[Opening Excerpted data section]

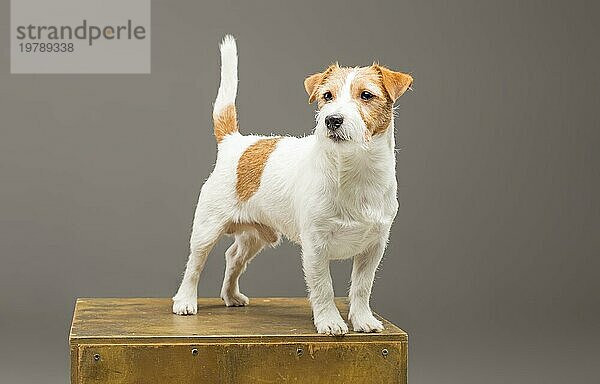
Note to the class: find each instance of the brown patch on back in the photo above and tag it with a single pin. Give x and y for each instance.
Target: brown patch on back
(251, 166)
(265, 232)
(226, 122)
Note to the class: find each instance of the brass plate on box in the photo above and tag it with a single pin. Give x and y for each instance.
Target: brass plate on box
(243, 363)
(273, 340)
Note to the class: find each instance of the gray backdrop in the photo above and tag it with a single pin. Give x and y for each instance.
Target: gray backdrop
(493, 264)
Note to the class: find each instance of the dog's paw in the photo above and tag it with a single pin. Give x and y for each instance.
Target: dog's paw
(235, 299)
(365, 322)
(331, 324)
(185, 306)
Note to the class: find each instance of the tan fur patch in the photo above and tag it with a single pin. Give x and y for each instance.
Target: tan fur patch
(265, 232)
(226, 122)
(376, 112)
(251, 166)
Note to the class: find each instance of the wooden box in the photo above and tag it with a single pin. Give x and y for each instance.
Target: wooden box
(269, 341)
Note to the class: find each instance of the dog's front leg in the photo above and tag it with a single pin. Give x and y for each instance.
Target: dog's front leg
(326, 316)
(363, 274)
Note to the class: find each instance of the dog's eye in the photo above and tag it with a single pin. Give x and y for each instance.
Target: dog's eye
(365, 95)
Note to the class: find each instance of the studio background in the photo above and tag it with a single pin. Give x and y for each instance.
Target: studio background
(493, 264)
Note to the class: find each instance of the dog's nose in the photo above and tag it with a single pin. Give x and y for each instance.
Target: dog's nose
(333, 122)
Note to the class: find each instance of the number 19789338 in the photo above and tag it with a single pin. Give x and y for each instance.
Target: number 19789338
(46, 47)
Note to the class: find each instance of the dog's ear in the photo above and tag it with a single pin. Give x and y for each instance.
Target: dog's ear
(312, 82)
(395, 83)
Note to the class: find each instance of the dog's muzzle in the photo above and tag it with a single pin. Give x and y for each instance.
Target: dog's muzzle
(333, 124)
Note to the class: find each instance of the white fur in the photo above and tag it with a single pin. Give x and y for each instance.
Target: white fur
(336, 199)
(228, 88)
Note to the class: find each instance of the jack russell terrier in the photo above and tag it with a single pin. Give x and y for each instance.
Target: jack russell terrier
(333, 192)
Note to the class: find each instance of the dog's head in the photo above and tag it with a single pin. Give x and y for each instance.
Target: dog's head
(355, 104)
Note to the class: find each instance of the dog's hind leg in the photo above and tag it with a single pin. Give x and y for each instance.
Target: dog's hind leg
(245, 247)
(207, 230)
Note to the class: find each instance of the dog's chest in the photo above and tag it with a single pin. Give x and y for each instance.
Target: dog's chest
(346, 238)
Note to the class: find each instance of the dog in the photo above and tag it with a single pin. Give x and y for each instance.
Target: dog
(333, 192)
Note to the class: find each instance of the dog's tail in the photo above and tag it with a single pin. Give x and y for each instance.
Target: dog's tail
(224, 113)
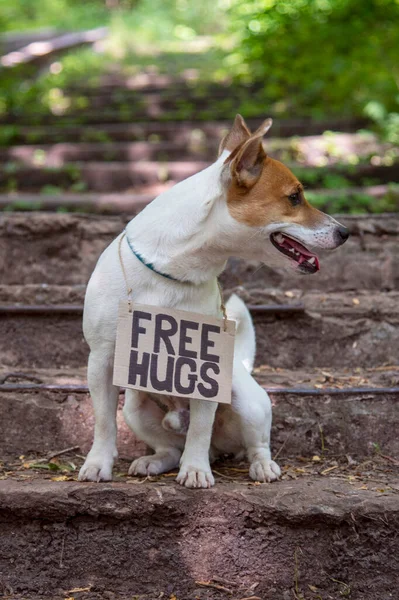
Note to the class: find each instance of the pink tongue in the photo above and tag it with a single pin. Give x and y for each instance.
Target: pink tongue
(293, 244)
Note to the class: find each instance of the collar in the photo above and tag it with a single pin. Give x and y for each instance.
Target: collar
(150, 265)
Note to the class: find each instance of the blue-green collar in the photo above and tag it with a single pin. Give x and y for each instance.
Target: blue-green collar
(150, 265)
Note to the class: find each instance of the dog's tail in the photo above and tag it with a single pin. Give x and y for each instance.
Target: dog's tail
(245, 343)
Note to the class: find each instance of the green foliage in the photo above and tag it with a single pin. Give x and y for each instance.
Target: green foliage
(318, 57)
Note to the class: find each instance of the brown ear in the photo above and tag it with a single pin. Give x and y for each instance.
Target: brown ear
(247, 166)
(239, 133)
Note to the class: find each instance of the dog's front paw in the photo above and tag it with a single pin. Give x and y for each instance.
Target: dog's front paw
(264, 470)
(96, 469)
(195, 477)
(154, 464)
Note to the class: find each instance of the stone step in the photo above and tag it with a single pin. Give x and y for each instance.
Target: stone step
(36, 250)
(42, 325)
(180, 132)
(325, 412)
(332, 537)
(310, 150)
(116, 176)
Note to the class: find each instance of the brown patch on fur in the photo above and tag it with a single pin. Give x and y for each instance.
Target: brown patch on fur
(238, 135)
(266, 201)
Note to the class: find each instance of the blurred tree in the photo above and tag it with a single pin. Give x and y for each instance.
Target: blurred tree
(319, 56)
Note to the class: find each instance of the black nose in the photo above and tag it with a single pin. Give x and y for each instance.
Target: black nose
(342, 234)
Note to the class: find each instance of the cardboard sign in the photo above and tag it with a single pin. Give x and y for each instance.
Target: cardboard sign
(174, 352)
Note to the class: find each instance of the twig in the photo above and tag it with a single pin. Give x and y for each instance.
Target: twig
(322, 440)
(221, 475)
(329, 469)
(392, 460)
(347, 589)
(225, 581)
(54, 454)
(62, 551)
(216, 586)
(283, 445)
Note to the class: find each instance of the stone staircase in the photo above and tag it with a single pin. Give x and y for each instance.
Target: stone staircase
(327, 353)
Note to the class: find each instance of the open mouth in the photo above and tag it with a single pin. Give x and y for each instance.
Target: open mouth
(307, 262)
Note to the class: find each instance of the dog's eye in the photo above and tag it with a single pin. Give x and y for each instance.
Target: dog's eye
(295, 199)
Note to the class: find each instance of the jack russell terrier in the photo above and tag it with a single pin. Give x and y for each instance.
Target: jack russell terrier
(247, 205)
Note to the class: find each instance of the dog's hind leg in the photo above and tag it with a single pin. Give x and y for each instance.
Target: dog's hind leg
(144, 418)
(252, 405)
(100, 460)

[Closing Excerpted data section]

> _Task description_
Pictures stay out; reproduce every line of the records exactly.

> _Expected output_
Note to the class: find each instance of the brown patch on back in the photo above and tag it with a single pin. Give x and y for each instance.
Target: brown patch on back
(251, 166)
(265, 232)
(226, 122)
Note to the class: find each instance of the brass plate on box in the photo above and tag it with a single pin. Give x and y for each instance.
Target: brass plate on box
(243, 363)
(273, 340)
Note to the class: find each instance of the gray backdrop in the photo above and tag it with a single pin. Give x and y for each instance.
Target: gray backdrop
(493, 264)
Note to the class: find each instance of the dog's paw in the photo above and tag it with a single pin. Give x and y for each instance.
Target: dog's paw
(235, 299)
(365, 322)
(331, 324)
(185, 306)
Note to the class: find each instance of the tan fur patch in the photo above and tag it with a single pin. Give x and y for each instance.
Target: tan fur patch
(265, 232)
(226, 122)
(376, 112)
(251, 166)
Note to the class: find each instance of the wooden box in the photo above and tag it with a single pin. Give x and y for each instance.
Target: wooden box
(269, 341)
Note to the class: find each instance of the dog's front leg in the photo above and tag it with a single pin. Give x and y for each instance.
Target: dog's front leg
(326, 316)
(363, 274)
Note to the class: find each instance of the dog's eye in the photo above and tag it with a single pin. Give x and y for each instance.
Target: dog's eye
(365, 95)
Note to the class: find each instance of the studio background in the photo above and tag it with a single pin. Give x and y for each instance.
Target: studio background
(493, 264)
Note to the class: find each instance of the dog's nose in the photo above and tag it with a single pin. Give x and y for each instance.
Target: dog's nose
(333, 122)
Note to the class: find each instance of the number 19789338 in the photo above and tag it with a single pin. Give x and y for each instance.
Target: number 19789338
(46, 47)
Note to the class: find each instance of the dog's ear in the photo above and tag it with a single pin. Give x and y for each instance.
Target: dog's ear
(312, 82)
(395, 83)
Note to the class: find each instance of the dog's muzzle in the photo above and tag it with a single pin. Give x and y for each instance.
Target: dog's muzzle
(333, 124)
Note to the class: find each instance of the white fur in the photo above and tag it with a single pin. Give x and y for each instance.
Target: white fur
(336, 199)
(228, 88)
Note to the class: find each instance of the jack russell terrier in the photo above and tag it with a single pin. Give x and y for each instance.
Target: jack russell terrier
(333, 192)
Note to the class: find each instance of the dog's head in the photo above and tag it with a single pin. Give x and y for each instance.
Target: dog's head
(355, 104)
Note to the class: find each instance of the dog's hind leg in the photo above and tag it with a single pin. Give x and y for each instance.
Target: dog's hind leg
(245, 247)
(207, 230)
Note to the class: find each instance of the dog's chest in the photo above and tag it with a single pin. Give x and y for each instance.
Target: dog's chest
(346, 238)
Note to the class: find each instance of the dog in the photo above and tag it with a single pin. Give x and y for each instance.
Target: dog
(333, 192)
Note to the class: find each instance of the dog's tail in the photo above and tag it with a single pin. Give x and y for each instance.
Target: dog's tail
(224, 113)
Note to the class: find each instance of the pink tongue in the photo above and tag it with a single pin. Give x and y for each instance.
Target: pink tongue
(293, 244)
Note to the class: find each instance of the collar in the photo above and tag it with a single pin. Give x and y for each instance.
Target: collar
(150, 265)
Note to the class: find each instance of the blue-green collar in the photo above and tag it with a single pin. Give x and y for each instance.
Target: blue-green collar
(150, 265)
Note to the class: find each instance of the dog's tail in the photo above and tag it with a single pin. Give x and y for each instance.
Target: dog's tail
(245, 343)
Note to the class: find each instance of the green foliage in the photo above and tag it with a single pin. Give x and y for each instance.
Target: green foliage
(318, 57)
Note to the class: find each instance of the brown ear in the photo above and tag it with a single pin. Give x and y for each instance.
Target: brown ear
(247, 166)
(239, 133)
Note to the class: find each instance of the dog's front paw in the photo above and tag it with a single pin. Give x and y for each instance.
Target: dog's front paw
(264, 470)
(96, 469)
(195, 477)
(154, 464)
Note to the class: find each instance of the stone step in the photo above and tag it with a single pin. Give x and y for each instance.
Target: stone step
(36, 250)
(42, 325)
(180, 132)
(325, 412)
(332, 537)
(310, 150)
(116, 176)
Note to the class: find each instance of the brown patch on fur in the photo above and tag it with a single pin. Give x and y for each instance.
Target: brown patch on fur
(238, 135)
(266, 201)
Note to the class: find each instance of the blurred tree in the photo above and tag it with a single pin. Give x and y for each instance.
Target: blurred tree
(319, 56)
Note to the class: find each instance of the black nose in the photo above and tag it with a single pin. Give x and y for each instance.
Target: black nose
(342, 234)
Note to the class: find each instance of the cardboard sign in the photo above and tag it with a single pin. Give x and y for each instance.
Target: cardboard sign
(174, 352)
Note to the class: find each instance of the twig in the photo above and tag it with a single pin. Give x and y for each instance.
Target: twig
(322, 440)
(221, 475)
(329, 469)
(392, 460)
(347, 589)
(225, 581)
(54, 454)
(62, 551)
(216, 586)
(283, 445)
Note to the class: find each instance of the stone staircase in the photo above and tag it with a single pin. Give x and y for each instance.
Target: stone staircase
(327, 353)
Note to the class: find each instance of the open mouth in the photo above and tag it with a single pin. Give x and y for each instance.
Target: open mouth
(307, 262)
Note to the class: find each instance of the dog's eye in the photo above and tag it with a single pin. Give x and y for each instance.
Target: dog's eye
(295, 199)
Note to the class: find each instance of the jack russell terrier in the photo above and tag it with a single pin. Give x and y for each instance.
Target: jack russell terrier
(247, 205)
Note to the class: find each instance of the dog's hind leg in the photo above and tag it with a single pin. Give x and y for each instance.
Target: dog's hind leg
(144, 418)
(252, 405)
(100, 460)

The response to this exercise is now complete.